For several years now, Agustina Fioretti has been creating strange objects and images that resist recognition and taxonomic classification. Not only because of the materials she uses—horsehair and bird feathers—which lend her works uncertain forms of animality, but also due to her reuse of elements drawn from the world of construction. Fioretti displaces things from their original context, enacting a shift that enables her to produce new machinic-animal assemblages: neither horses nor birds, yet both at once. The cyborg emerges from the fusion of the technical and the animal, from the life of objects. What futures might arise from nests built with horsehair? What promises of monsters are announced in these futures?

Exhibition curated by Jesu Antuña.

The artistic practice of Agustina Fioretti (1991, Argentina) can be understood through the lens of displacement, mutation, and transformation, where a concern with archives—ranging from familial to institutional—converges with an interest in migration and in the more or less forced displacements of those who are often pushed to the point of abandoning human form.

Through various techniques and materials (installation, video, photography, text, and performance), she explores concepts such as interspecies bonds, oral narratives, rites of passage, what Victor Turner termed liminality as an intermediate or transitional space; metamorphosis, perhaps from north to south, and her own migration in connection with those undertaken by her family in previous decades.

Objective 1
Count the lines in the listing below that contain the string "target", treating uppercase and lowercase letters as different. Reply with the number only.

Source material

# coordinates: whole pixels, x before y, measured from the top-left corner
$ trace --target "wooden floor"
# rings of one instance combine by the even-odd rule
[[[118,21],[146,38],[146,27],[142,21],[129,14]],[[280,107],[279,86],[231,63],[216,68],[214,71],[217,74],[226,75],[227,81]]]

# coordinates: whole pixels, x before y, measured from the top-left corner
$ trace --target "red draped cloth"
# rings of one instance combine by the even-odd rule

--

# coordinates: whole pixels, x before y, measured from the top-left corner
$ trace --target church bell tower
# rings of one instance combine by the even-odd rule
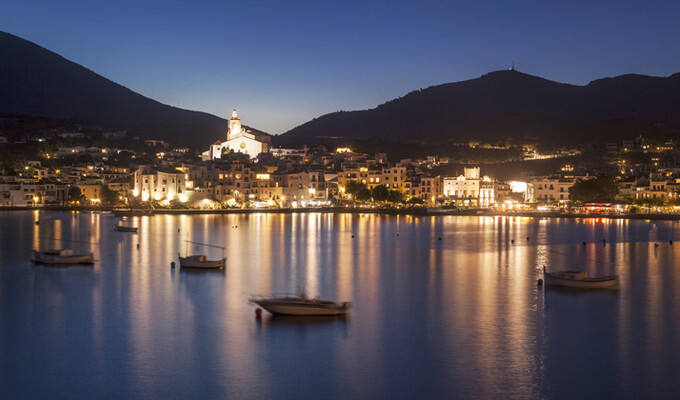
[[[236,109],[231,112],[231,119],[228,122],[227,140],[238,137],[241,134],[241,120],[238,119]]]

Objective 2
Reproduce the passage of the exhibition text word for word, from "Exhibition curated by" to "in previous decades.".

Worked solution 1
3

Worked solution 2
Exhibition curated by Jesu Antuña.

The artistic practice of Agustina Fioretti (1991, Argentina) can be understood through the lens of displacement, mutation, and transformation, where a concern with archives—ranging from familial to institutional—converges with an interest in migration and in the more or less forced displacements of those who are often pushed to the point of abandoning human form.

Through various techniques and materials (installation, video, photography, text, and performance), she explores concepts such as interspecies bonds, oral narratives, rites of passage, what Victor Turner termed liminality as an intermediate or transitional space; metamorphosis, perhaps from north to south, and her own migration in connection with those undertaken by her family in previous decades.